[Object location annotation records]
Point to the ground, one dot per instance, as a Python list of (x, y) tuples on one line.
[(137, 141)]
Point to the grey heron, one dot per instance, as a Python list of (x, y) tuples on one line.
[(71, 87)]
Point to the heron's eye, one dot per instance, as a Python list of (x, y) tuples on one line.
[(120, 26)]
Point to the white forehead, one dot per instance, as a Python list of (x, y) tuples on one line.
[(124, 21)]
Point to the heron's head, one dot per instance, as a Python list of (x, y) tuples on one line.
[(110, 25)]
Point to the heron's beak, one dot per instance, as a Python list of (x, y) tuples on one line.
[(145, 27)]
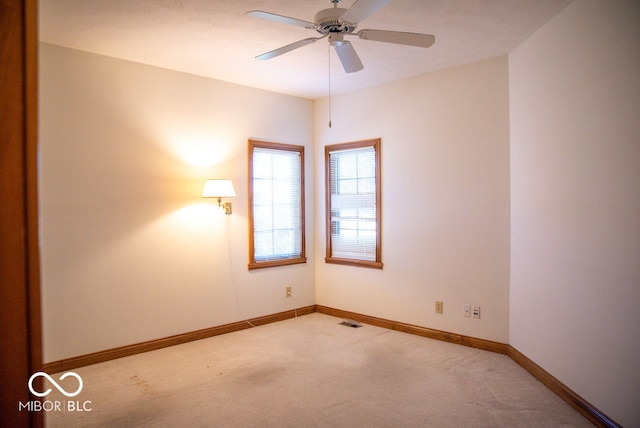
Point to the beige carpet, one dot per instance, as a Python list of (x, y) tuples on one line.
[(313, 372)]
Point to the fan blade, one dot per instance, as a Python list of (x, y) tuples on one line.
[(362, 9), (399, 37), (288, 48), (282, 19), (348, 57)]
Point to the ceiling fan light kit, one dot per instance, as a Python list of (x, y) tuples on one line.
[(335, 23)]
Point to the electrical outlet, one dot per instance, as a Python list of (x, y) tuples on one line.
[(467, 311), (476, 312)]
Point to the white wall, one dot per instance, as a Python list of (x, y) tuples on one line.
[(575, 177), (445, 199), (130, 252)]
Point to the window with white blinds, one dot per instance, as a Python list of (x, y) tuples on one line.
[(353, 203), (276, 220)]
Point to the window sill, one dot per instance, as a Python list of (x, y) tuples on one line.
[(272, 263), (352, 262)]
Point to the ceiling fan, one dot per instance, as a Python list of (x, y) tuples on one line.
[(337, 22)]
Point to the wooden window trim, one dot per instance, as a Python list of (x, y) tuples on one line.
[(377, 264), (253, 264)]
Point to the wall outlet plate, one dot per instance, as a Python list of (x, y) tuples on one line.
[(475, 312), (439, 307), (467, 311)]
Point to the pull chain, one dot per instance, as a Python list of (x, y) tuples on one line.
[(329, 62)]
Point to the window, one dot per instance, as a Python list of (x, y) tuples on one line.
[(352, 172), (276, 204)]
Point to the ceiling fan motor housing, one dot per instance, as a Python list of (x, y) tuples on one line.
[(328, 21)]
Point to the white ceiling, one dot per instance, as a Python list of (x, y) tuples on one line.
[(213, 38)]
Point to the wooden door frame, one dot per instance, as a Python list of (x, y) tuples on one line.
[(20, 312)]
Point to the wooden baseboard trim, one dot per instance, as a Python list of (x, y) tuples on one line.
[(487, 345), (589, 411), (138, 348)]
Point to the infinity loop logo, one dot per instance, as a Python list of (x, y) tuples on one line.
[(62, 390)]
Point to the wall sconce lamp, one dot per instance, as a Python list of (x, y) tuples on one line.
[(219, 189)]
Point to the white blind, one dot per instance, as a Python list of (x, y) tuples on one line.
[(276, 204), (352, 186)]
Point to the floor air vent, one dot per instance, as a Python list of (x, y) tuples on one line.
[(351, 323)]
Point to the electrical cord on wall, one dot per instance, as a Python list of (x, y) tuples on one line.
[(233, 281)]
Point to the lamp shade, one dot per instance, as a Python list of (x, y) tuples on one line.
[(218, 189)]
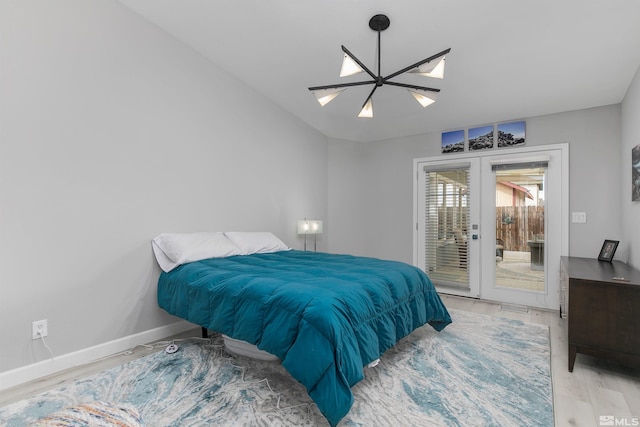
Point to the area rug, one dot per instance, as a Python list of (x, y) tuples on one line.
[(480, 371)]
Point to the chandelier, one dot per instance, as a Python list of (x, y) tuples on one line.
[(430, 67)]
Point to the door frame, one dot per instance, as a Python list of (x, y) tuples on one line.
[(552, 273)]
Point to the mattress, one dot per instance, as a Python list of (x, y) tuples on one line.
[(325, 316)]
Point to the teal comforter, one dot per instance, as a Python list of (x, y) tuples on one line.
[(325, 316)]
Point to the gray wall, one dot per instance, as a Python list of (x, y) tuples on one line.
[(112, 132), (387, 200), (630, 138)]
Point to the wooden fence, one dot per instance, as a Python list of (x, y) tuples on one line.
[(515, 225)]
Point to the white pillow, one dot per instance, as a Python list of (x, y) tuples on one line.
[(256, 242), (174, 249)]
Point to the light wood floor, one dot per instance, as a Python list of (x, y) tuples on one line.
[(595, 388)]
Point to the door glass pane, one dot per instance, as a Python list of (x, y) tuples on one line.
[(447, 226), (520, 225)]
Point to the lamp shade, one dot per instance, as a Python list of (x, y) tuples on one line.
[(349, 67), (434, 68), (367, 109), (309, 226), (425, 98), (324, 96)]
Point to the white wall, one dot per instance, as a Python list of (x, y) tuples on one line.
[(630, 138), (112, 132), (386, 195)]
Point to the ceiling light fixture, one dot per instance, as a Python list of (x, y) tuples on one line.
[(430, 67)]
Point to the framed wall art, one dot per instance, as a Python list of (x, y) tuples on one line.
[(453, 142), (511, 134), (608, 250), (481, 138)]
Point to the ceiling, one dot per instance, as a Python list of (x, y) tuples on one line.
[(509, 59)]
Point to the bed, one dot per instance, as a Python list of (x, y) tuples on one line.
[(325, 316)]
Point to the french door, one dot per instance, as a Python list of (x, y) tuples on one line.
[(447, 224), (494, 226)]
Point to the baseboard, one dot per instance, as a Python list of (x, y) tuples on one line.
[(37, 370)]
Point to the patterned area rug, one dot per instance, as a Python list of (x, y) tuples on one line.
[(479, 371)]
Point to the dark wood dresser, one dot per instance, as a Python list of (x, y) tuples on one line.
[(601, 312)]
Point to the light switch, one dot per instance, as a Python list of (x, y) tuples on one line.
[(579, 217)]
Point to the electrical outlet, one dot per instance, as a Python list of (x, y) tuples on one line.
[(39, 328)]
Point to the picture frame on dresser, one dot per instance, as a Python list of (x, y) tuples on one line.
[(608, 250)]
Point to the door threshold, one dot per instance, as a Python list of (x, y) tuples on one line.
[(516, 308)]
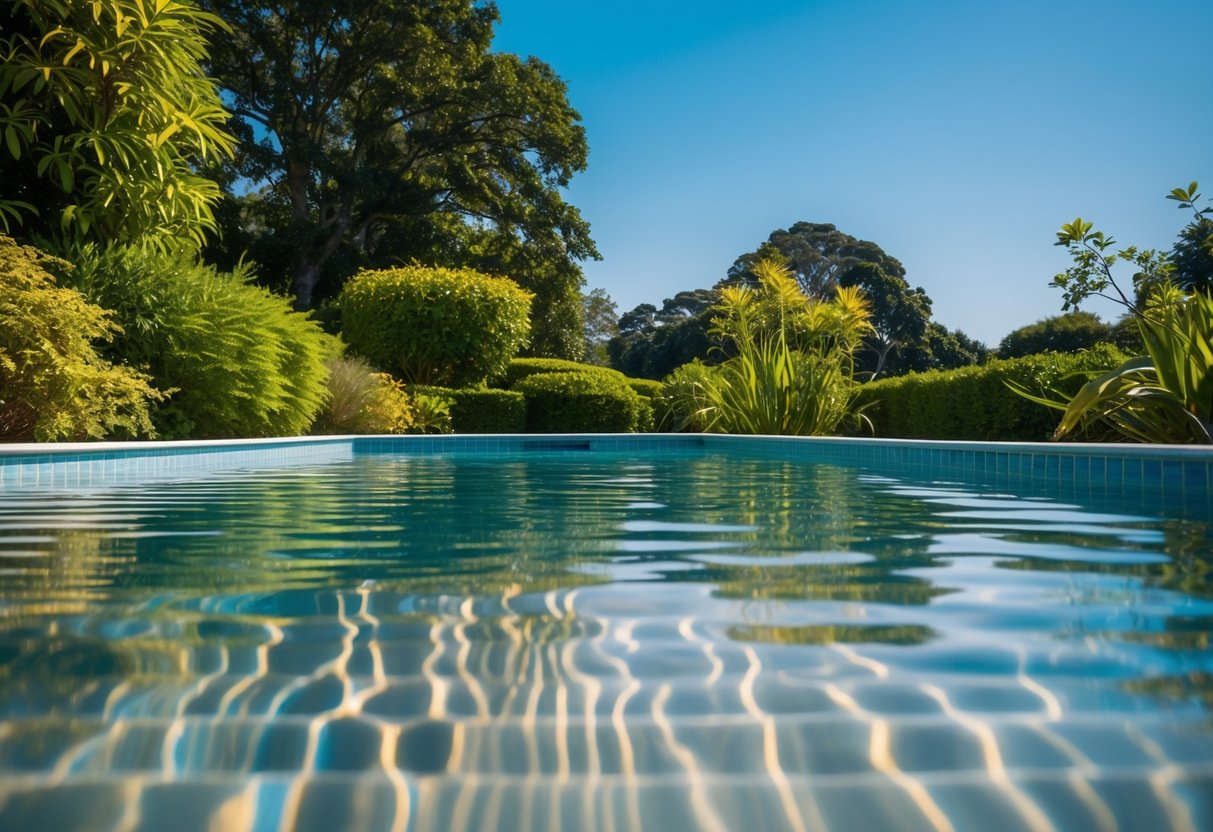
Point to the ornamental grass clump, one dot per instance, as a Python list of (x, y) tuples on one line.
[(451, 328), (789, 365)]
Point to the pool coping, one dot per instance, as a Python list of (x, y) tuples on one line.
[(1152, 473)]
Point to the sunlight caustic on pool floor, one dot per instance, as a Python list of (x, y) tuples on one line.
[(603, 643)]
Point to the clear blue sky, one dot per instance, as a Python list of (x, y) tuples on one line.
[(957, 136)]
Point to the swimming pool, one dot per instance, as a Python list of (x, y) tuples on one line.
[(599, 633)]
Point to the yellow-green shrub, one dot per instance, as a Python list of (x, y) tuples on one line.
[(237, 360), (52, 382), (442, 326), (975, 403), (360, 400)]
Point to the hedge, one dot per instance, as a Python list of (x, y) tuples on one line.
[(479, 410), (433, 325), (974, 403), (582, 403), (525, 368)]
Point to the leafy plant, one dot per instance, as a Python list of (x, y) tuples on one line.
[(104, 112), (792, 360), (1167, 394), (582, 403), (480, 410), (238, 360), (433, 325), (431, 414), (53, 385)]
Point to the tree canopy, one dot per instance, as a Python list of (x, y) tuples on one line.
[(386, 131), (1058, 334), (823, 257)]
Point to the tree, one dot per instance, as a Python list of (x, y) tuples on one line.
[(104, 110), (359, 121), (653, 342), (821, 257), (940, 348), (1059, 334), (601, 318)]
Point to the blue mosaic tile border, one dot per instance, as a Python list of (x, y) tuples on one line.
[(100, 465), (1154, 473)]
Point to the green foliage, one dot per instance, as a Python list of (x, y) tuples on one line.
[(524, 368), (436, 326), (601, 322), (398, 134), (104, 112), (1162, 397), (360, 400), (820, 257), (974, 403), (52, 382), (1192, 255), (678, 406), (1059, 334), (480, 410), (237, 359), (1167, 394), (792, 369), (582, 403)]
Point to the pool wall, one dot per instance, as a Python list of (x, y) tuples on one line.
[(1159, 473)]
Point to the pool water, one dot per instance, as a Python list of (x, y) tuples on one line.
[(602, 642)]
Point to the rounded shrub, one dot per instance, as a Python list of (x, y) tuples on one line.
[(480, 410), (53, 383), (440, 326), (234, 359), (524, 368), (582, 403)]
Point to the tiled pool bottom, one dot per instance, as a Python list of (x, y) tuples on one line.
[(667, 636)]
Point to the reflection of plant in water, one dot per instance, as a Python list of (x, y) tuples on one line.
[(905, 634), (1196, 684)]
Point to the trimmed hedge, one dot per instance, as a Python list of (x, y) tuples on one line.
[(974, 402), (647, 387), (525, 368), (582, 403), (237, 360), (433, 325), (478, 410)]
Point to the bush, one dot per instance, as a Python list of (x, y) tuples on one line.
[(524, 368), (582, 403), (52, 382), (362, 400), (647, 387), (478, 410), (235, 359), (974, 403), (433, 325)]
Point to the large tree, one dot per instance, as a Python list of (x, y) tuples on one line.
[(821, 257), (104, 113), (365, 127)]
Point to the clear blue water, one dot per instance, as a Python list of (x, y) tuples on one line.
[(601, 642)]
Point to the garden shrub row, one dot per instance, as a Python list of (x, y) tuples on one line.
[(480, 410), (974, 403)]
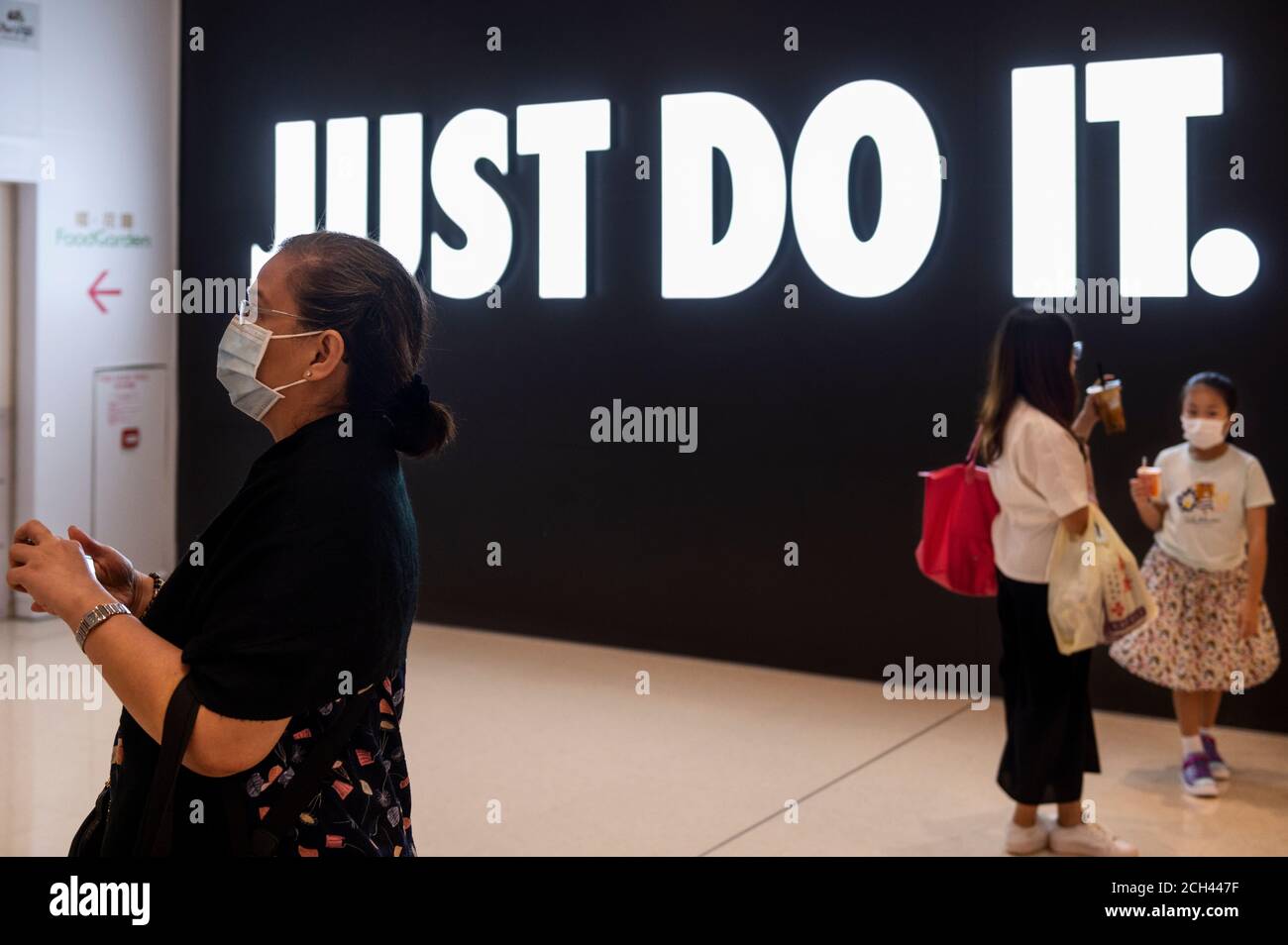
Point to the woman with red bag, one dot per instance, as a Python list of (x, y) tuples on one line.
[(1033, 439)]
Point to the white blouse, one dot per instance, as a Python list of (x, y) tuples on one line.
[(1039, 477)]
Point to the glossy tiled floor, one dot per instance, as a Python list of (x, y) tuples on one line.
[(554, 739)]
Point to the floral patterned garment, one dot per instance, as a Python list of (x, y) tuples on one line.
[(364, 806), (1194, 644)]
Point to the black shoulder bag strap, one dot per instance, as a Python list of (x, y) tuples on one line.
[(158, 827), (307, 781)]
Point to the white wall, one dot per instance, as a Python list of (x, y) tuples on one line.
[(101, 138)]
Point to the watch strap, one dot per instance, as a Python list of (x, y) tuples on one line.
[(95, 615)]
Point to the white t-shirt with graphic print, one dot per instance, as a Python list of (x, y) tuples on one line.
[(1207, 501)]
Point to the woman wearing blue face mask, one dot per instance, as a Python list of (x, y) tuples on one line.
[(277, 648)]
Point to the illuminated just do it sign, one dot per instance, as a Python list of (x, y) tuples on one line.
[(1150, 101)]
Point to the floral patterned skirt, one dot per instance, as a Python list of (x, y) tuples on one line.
[(1196, 644)]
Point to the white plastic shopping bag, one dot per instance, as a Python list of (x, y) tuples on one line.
[(1095, 593)]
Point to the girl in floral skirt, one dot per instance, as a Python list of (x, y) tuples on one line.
[(1206, 570)]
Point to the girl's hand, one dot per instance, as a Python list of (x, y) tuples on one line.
[(1249, 618), (1140, 490), (53, 571)]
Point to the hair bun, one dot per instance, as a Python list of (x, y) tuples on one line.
[(420, 425)]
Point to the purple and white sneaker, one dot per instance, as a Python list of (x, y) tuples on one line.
[(1197, 776), (1216, 764)]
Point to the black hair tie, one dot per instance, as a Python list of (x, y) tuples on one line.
[(412, 396)]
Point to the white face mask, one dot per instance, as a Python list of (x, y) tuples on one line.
[(1203, 433), (240, 352)]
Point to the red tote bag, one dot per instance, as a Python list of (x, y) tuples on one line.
[(956, 548)]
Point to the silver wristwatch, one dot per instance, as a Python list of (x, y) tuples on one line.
[(95, 617)]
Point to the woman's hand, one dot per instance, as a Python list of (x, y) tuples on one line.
[(1087, 417), (1249, 618), (115, 572), (53, 571)]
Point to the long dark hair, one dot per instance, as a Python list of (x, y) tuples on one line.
[(360, 288), (1220, 382), (1030, 360)]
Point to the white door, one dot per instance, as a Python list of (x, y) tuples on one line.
[(8, 300)]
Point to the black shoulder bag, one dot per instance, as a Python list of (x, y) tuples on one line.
[(265, 838)]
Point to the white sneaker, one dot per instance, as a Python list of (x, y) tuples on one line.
[(1089, 840), (1022, 841)]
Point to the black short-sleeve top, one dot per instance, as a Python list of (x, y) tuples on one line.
[(297, 595)]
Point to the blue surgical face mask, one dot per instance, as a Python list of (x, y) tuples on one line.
[(240, 352)]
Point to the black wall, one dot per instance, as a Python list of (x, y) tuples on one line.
[(812, 422)]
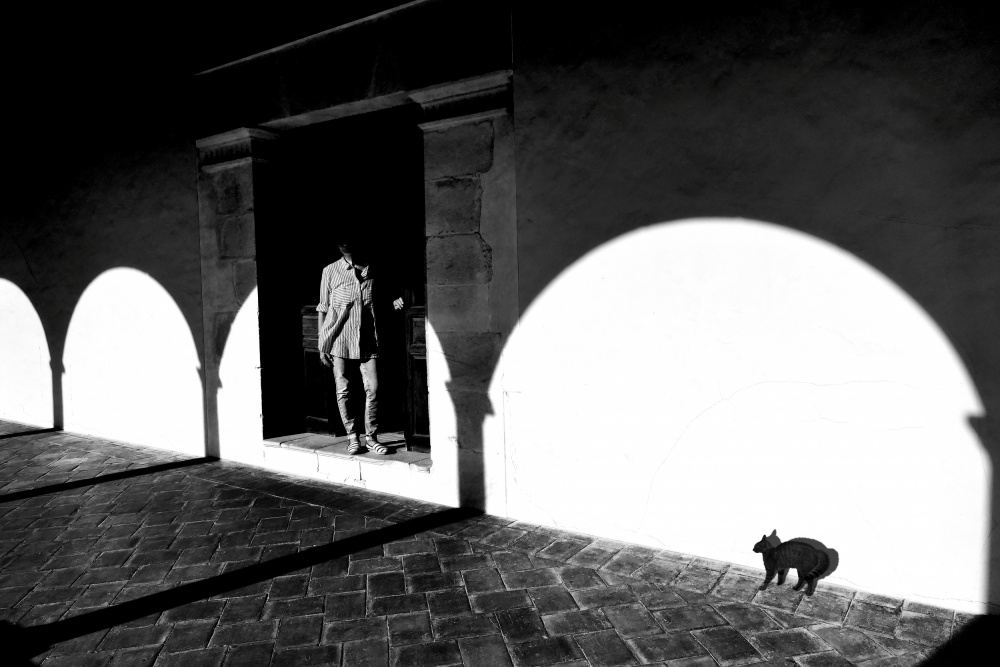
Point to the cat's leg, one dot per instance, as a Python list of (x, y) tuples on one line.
[(768, 576)]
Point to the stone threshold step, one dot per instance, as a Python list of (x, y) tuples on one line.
[(335, 447)]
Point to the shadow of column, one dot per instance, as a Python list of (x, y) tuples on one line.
[(988, 431), (57, 398)]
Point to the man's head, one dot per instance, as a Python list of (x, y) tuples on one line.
[(350, 243)]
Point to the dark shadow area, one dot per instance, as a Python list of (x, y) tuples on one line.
[(972, 645), (102, 479), (361, 175), (31, 641), (54, 429)]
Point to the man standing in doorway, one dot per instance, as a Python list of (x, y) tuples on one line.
[(348, 336)]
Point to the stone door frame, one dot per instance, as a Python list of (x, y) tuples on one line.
[(470, 231)]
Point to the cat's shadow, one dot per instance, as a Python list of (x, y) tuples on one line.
[(831, 554)]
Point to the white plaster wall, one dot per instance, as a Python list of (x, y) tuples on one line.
[(761, 379), (839, 383), (239, 394), (25, 376), (131, 367)]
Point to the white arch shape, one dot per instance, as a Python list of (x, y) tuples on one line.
[(701, 382), (131, 366), (239, 396), (25, 374)]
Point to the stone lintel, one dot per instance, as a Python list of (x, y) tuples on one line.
[(232, 148), (474, 95), (339, 111)]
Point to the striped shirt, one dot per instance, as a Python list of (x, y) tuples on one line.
[(346, 297)]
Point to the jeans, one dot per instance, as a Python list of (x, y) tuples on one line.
[(344, 372)]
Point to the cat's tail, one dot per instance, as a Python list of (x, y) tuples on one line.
[(822, 566)]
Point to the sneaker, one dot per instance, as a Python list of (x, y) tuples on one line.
[(375, 446)]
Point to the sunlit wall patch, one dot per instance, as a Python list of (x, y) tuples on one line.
[(25, 374), (239, 393), (701, 382), (131, 366)]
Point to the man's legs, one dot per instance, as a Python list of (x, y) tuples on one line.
[(341, 369), (369, 376)]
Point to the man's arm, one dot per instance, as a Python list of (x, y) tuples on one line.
[(324, 300)]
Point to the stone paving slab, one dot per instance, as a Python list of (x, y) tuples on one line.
[(115, 554)]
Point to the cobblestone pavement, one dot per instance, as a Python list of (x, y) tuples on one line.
[(114, 554)]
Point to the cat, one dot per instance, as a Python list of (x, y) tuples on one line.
[(808, 561)]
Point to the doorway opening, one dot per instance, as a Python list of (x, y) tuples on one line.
[(363, 173)]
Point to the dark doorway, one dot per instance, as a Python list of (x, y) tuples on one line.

» **What the task asks**: Can you pull out every line from the one containing "Point to the sneaker, one" down to the end of the records, both ends included, and reproduce them verbatim?

» **The output**:
Point to the sneaker, one dot per instance, as a Python list of (x, y) tuples on one line.
[(375, 446)]
Point to the sunlit wall patch, one dot per instance, as a Python list of (x, y) tuples on one line.
[(25, 374), (239, 393), (701, 382), (131, 366)]
Point to the man's legs, one dot per instance, as a Python list of (x, y) tuples on one line.
[(341, 369), (369, 376)]
Point to the man's arm, one dot per instance, as a Python list of (x, y) tuples on one line.
[(324, 300)]
Point to the stone paving slab, one dot per instance, as a Python list of (x, y) tuples on one line.
[(115, 554)]
Point to the cobblestone pavement, one dot per instance, as a Python list of (x, y) tuples on one line.
[(114, 554)]
Point to the cat, one dot per instance, as a Python list of (x, y) tuples on one line.
[(808, 561)]
Point to the doorway opening, one dot per instance, as a Python list of (x, y) tuples on one line.
[(363, 173)]
Point to the dark doorway, one dot per instance, as a Python list of (x, y) tuples on one line.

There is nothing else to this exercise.